= Requests =
[1] Translate this sentence from the XFS patch into Spanish: "We also need to take into account any blocks beyond the EOF."
[2] According to the XFS patch, which function is now called directly to truncate the pagecache?
[3] Please write the next part of the XFS patch, picking up right after its final line.

= Text shown =
★ ★ ★ ★

Instead of using the complicated checks left over from IRIX where we
can to truncate the pagecache just call xfs_tosspages
(aka truncate_inode_pages) directly as we want to get rid of all data
after i_size, and truncate_inode_pages handles incorrect alignments
and too large offsets just fine.

Signed-off-by: Christoph Hellwig <hch@lst.de>
Reviewed-by: Alex Elder <aelder@sgi.com>
Reviewed-by: Dave Chinner <dchinner@redhat.com>

Index: xfs/fs/xfs/xfs_inode.c
===================================================================
--- xfs.orig/fs/xfs/xfs_inode.c	2011-06-29 11:29:02.494973804 +0200
+++ xfs/fs/xfs/xfs_inode.c	2011-06-29 11:29:11.888256249 +0200
@@ -1217,165 +1217,8 @@ xfs_isize_check(
 #endif	/* DEBUG */
 
 /*
- * Calculate the last possible buffered byte in a file.  This must
- * include data that was buffered beyond the EOF by the write code.
- * This also needs to deal with overflowing the xfs_fsize_t type
- * which can happen for sizes near the limit.
- *
- * We also need to take into account any blocks beyond the EOF.  It
- * may be the case that they were buffered by a write which failed.
- * In that case the pages will still be in memory, but the inode size
- * will never have been updated.
- */
-STATIC xfs_fsize_t
-xfs_file_last_byte(
-	xfs_inode_t	*ip)

★ ★ ★ ★

Dataset excerpt:

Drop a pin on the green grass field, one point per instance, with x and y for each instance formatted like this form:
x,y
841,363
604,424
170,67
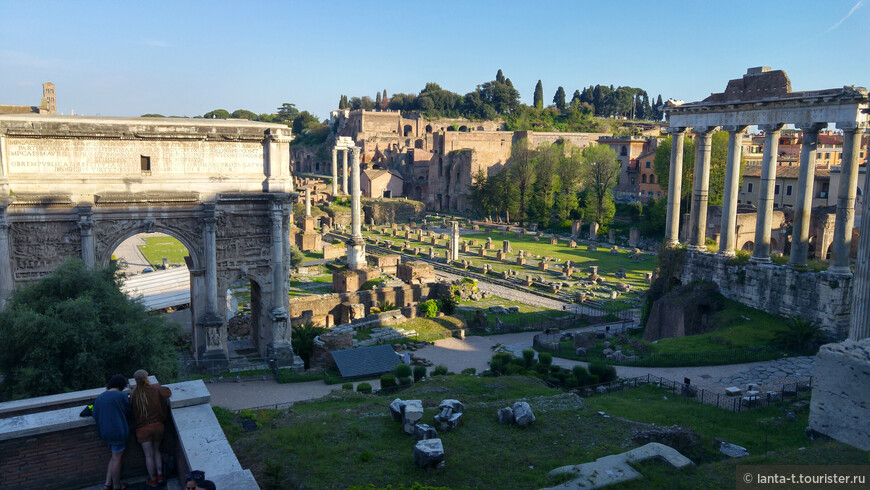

★ ★ ★ ★

= Answers to the exercises =
[1] También debemos tener en cuenta cualquier bloque más allá del EOF.

[2] xfs_tosspages (also known as truncate_inode_pages).

[3]
-{
-	xfs_mount_t	*mp;
-	xfs_fsize_t	last_byte;
-	xfs_fileoff_t	last_block;
-	xfs_fileoff_t	size_last_block;
-	int		error;
-
-	ASSERT(xfs_isilocked(ip, XFS_IOLOCK_EXCL|XFS_IOLOCK_SHARED));
-
-	mp = ip->i_mount;
-	/*
-	 * Only check for blocks beyond the EOF if the extents have
-	 * been read in.  This eliminates the need for the inode lock,
-	 * and it also saves us from looking when it really isn't
-	 * necessary.
-	 */
-	if (ip->i_df.if_flags & XFS_IFEXTENTS) {
-		xfs_ilock(ip, XFS_ILOCK_SHARED);
-		error = xfs_bmap_last_offset(NULL, ip, &last_block,
-			XFS_DATA_FORK);
-		xfs_iunlock(ip, XFS_ILOCK_SHARED);
-		if (error) {
-			last_block = 0;
-		}
-	} else {
-		last_block = 0;
-	}
-	size_last_block = XFS_B_TO_FSB(mp, (xfs_ufsize_t)ip->i_size);
-	last_block = XFS_FILEOFF_MAX(last_block, size_last_block);
-
-	last_byte = XFS_FSB_TO_B(mp, last_block);
-	if (last_byte < 0) {
-		return XFS_MAXIOFFSET(mp);
-	}
-	last_byte += (1 << mp->m_writeio_log);
-	if (last_byte < 0) {
-		return XFS_MAXIOFFSET(mp);
-	}
-	return last_byte;
-}
-
-/*
- * Start the truncation of the file to new_size.  The new size
- * must be smaller than the current size.  This routine will
- * clear the buffer and page caches of file data in the removed
- * range, and xfs_itruncate_finish() will remove the underlying
- * disk blocks.
- *
- * The inode must have its I/O lock locked EXCLUSIVELY, and it
- * must NOT have the inode lock held at all.  This is because we're
- * calling into the buffer/page cache code and we can't hold the
- * inode lock when we do so.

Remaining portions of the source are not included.